■ Source document:
It was the merger between Metropolitan and Momentum where Deseree really earned her stripes.

Amazing opportunities
“When I took over the HR portfolio for Metropolitan Retail, it happened in the middle of a merger. The leadership team put their utmost faith in me as my general HR experience was not exponential at the time. True to my nature not to say no to a challenge I accepted. It was the biggest learning school heading up HR during this time. What an amazing opportunity to grab with both hands!” she says.

“This experience clearly crystallised where I wanted to take my career, business and people. As a result, I continued my studies in this field and completed my BCom degree in industrial and organisational psychology in 2019,” she adds.

After being deeply involved in various extensive organisational redesign initiatives after the merger, she decided to take a sabbatical to focus on family and studies.

In December 2014 Deseree opened her own beauty business. But the HR profession called her back into its fold within a year. She was offered the position at Risk Benefit Solutions where she took up the role as head of human capital in October 2015. She continued her entrepreneurial venture, which she sold a couple of years later.

“Risk Benefit Solutions, one of the largest brokerages in South Africa, is an entrepreneurial organisation that is different to a large listed corporate,” she says.

In her current position Deseree enjoys access to smaller details across all areas of the business and the ability to expand her value add into operations, a luxury one does not have when running a division in a large listed corporate business.

“RBS has done various acquisitions over the years, and it continues to be one of our strengths,” she says. This is where Deseree’s experience in mergers and acquisitions and the complexity that comes with comes into play.

“It is always a challenge with mergers and acquisitions to integrate diverse cultures from often owner-managed and family businesses to that of your organisation,” she notes.

■ Data records:
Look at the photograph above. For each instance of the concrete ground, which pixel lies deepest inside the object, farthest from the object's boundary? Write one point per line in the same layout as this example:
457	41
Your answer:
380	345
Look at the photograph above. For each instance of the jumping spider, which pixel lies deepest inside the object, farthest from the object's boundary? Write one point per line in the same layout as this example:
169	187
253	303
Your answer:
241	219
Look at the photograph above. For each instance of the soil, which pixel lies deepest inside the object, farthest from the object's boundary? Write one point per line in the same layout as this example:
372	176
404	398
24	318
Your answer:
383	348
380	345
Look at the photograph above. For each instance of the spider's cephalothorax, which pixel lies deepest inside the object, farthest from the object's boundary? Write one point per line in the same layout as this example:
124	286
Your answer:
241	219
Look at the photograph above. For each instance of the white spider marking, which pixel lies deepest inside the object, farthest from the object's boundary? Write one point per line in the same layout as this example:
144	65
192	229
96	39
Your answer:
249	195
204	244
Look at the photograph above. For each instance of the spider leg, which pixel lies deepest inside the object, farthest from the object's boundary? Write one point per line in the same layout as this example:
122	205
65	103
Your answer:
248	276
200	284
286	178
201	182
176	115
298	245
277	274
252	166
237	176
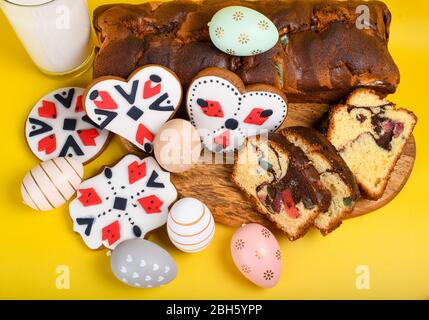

■ Task goal: Continue the profile of Deseree's HR career from after her remark about integrating diverse cultures in mergers and acquisitions, in about 150 to 200 words.

■ Exercise result:
Passion for learning
Deseree has recently continued her passion for learning, especially in organisational design, by completing her MBA specialising in executive management through the Graduate School of Business at the University of Cape Town.

“The Executive MBA at GSB UCT is a transformative learning experience that not only focuses on functional management but also on developing authentic leaders. It is where I learned and refined my own practice of reflection, being present and even meditation,” she says. Her thesis topic was: “The remote workforce and organisational design conundrum”.

Deseree will be publishing and presenting on various platforms on the findings of her research. She is adamant that organisational design as practice is not fully understood by organisations and practitioners alike.

“Organisations are complex and organisational design is complex. Add remote work into the mix and you soon realise that a cookie cutter approach to your remote work implementation is not going to work. Organisational design is also not just about creating an organogram and filling the blocks,” she says.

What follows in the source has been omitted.